*原文抜粋*
☆ ☆ ☆

イデアの昼と夜

東京大学で哲学を学んだのち、ブログを書いています。

「開かれていることの見せかけ」としての公共空間:ハイデッガーの〈ひと〉論の射程

 
 日常性における人間の実存は〈ひと〉によって引き受けられ、〈ひと〉によって支配されているのではないだろうか。これからこの問題を問い進めてゆくにあたって、最初に一つの論点を確認しておくこととしたい。
 
 
 論点:
 『存在と時間』においては、〈ひと〉、そして公共性という語はもっぱら、その否定的側面において捉えられている。

☆ ☆ ☆

*やるべきこと*
[A] 原文抜粋によると、『存在と時間』において〈ひと〉と公共性という語はどのような側面で捉えられていますか?
[B] 記録の中で「white」という語を含む行をすべて、そのまま書き出してください。

*ラベル付き地点の記録*
☆ ☆ ☆

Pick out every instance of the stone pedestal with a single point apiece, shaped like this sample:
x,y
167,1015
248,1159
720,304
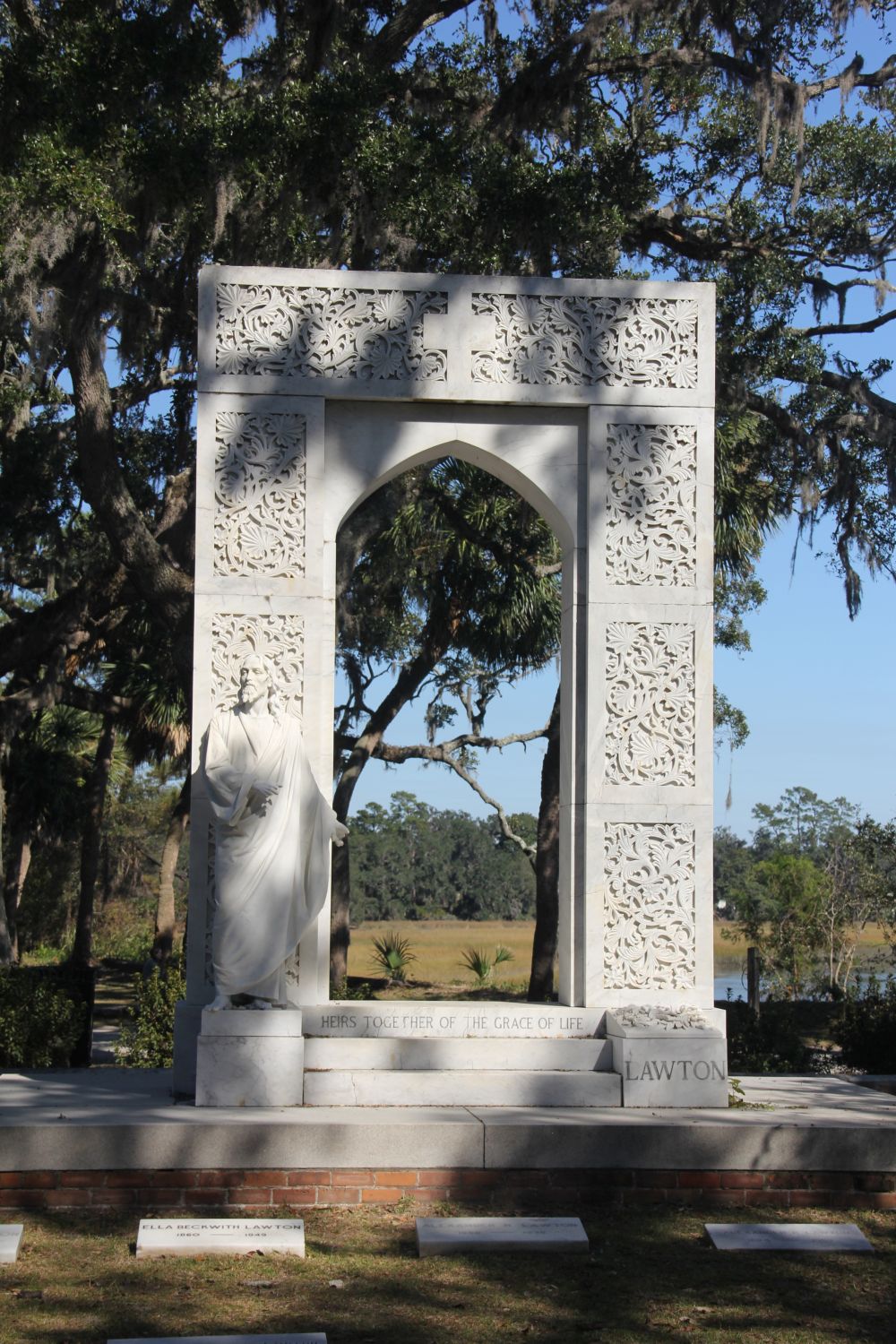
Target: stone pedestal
x,y
249,1056
669,1056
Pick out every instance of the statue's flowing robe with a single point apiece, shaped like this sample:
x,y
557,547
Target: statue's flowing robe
x,y
271,866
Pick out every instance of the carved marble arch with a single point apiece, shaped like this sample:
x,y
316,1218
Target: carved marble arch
x,y
495,464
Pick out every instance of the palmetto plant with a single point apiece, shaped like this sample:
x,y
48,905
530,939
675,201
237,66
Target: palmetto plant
x,y
392,956
482,964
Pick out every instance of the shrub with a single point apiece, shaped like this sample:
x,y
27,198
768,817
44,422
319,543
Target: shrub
x,y
392,956
43,1016
866,1029
481,962
766,1045
148,1040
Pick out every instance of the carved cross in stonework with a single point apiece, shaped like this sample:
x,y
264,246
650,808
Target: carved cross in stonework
x,y
460,333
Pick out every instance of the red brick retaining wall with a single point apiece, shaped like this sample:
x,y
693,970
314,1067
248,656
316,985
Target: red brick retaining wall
x,y
473,1187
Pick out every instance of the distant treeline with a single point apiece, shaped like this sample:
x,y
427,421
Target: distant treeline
x,y
807,886
416,862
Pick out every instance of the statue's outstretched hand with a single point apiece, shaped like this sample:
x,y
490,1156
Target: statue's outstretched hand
x,y
261,796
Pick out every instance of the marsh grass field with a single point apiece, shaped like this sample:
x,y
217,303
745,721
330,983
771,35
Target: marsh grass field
x,y
438,946
650,1276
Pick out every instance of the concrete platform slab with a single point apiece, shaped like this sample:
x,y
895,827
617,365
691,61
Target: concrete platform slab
x,y
120,1120
462,1088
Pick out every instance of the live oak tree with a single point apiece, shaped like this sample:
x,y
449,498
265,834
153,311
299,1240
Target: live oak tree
x,y
724,140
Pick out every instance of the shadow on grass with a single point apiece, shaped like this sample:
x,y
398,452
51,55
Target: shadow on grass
x,y
651,1274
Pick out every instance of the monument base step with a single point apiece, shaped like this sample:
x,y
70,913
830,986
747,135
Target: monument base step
x,y
461,1088
445,1053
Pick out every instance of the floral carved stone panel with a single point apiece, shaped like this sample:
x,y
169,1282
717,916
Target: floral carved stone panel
x,y
279,639
260,494
649,913
591,341
301,331
650,703
651,513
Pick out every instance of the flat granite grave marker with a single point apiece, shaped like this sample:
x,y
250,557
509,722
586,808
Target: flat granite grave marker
x,y
226,1339
458,1236
10,1242
788,1236
220,1236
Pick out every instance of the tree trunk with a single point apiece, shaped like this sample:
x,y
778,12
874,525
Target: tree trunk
x,y
164,935
5,945
91,839
435,640
16,871
547,868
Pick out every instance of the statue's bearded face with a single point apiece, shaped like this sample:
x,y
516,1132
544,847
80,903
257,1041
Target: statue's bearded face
x,y
253,680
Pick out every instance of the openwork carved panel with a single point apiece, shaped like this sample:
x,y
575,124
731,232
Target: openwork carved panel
x,y
649,913
260,494
332,332
581,340
651,513
279,639
650,703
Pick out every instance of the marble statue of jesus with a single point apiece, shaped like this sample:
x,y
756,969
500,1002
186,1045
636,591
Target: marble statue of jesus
x,y
273,831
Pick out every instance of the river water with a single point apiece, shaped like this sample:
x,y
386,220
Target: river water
x,y
737,984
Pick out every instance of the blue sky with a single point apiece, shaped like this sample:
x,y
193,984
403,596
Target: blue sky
x,y
817,690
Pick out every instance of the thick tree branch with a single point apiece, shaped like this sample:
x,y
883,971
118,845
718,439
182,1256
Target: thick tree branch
x,y
844,328
416,16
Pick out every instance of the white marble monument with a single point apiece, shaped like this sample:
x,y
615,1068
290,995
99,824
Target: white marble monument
x,y
594,401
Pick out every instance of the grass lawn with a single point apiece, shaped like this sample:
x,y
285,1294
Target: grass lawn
x,y
438,945
651,1274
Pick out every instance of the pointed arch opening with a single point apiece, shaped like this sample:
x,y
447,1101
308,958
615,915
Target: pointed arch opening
x,y
449,601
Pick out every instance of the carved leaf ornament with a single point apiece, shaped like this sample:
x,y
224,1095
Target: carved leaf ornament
x,y
651,519
260,494
279,639
578,340
649,930
374,335
650,703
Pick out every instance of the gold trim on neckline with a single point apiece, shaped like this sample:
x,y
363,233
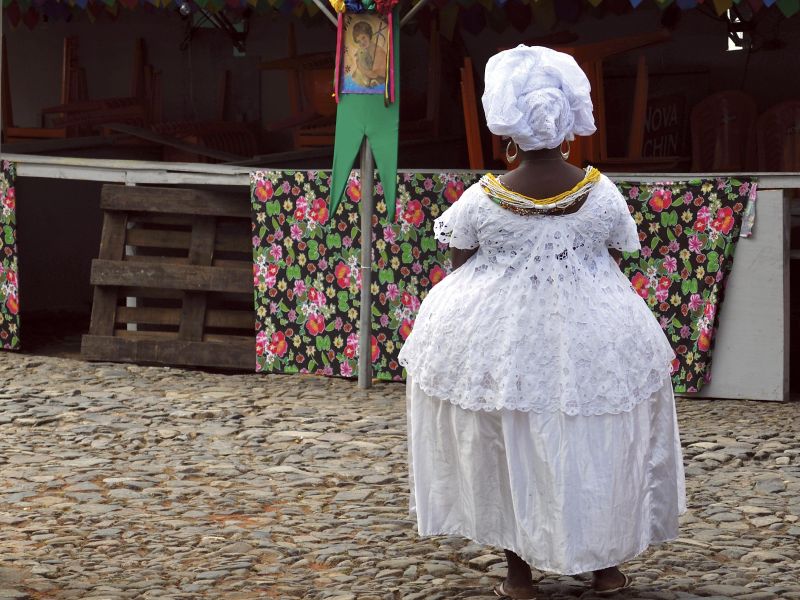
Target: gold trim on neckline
x,y
592,176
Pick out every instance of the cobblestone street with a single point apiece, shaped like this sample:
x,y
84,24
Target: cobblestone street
x,y
122,481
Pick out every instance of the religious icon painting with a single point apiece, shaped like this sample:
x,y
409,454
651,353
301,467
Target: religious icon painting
x,y
365,54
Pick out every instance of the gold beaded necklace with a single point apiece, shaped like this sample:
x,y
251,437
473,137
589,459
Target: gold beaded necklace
x,y
525,205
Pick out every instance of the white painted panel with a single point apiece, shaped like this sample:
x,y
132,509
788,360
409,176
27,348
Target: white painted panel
x,y
750,358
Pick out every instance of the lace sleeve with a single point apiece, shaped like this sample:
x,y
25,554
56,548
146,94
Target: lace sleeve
x,y
456,227
624,234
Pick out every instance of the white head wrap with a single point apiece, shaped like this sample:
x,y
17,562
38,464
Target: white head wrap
x,y
538,97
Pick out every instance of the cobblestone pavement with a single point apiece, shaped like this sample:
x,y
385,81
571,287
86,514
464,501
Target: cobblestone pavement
x,y
124,481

☆ ☆ ☆

*解答一覧*
[A] もっぱら、その否定的側面において捉えられています。

[B]
Pick out every instance of the white marble monument with a single point apiece, shaped like this sample:
Target: white marble monument
Pick out every instance of the white painted panel with a single point apiece, shaped like this sample:
Target: white painted panel
Pick out every instance of the white head wrap with a single point apiece, shaped like this sample:
Target: white head wrap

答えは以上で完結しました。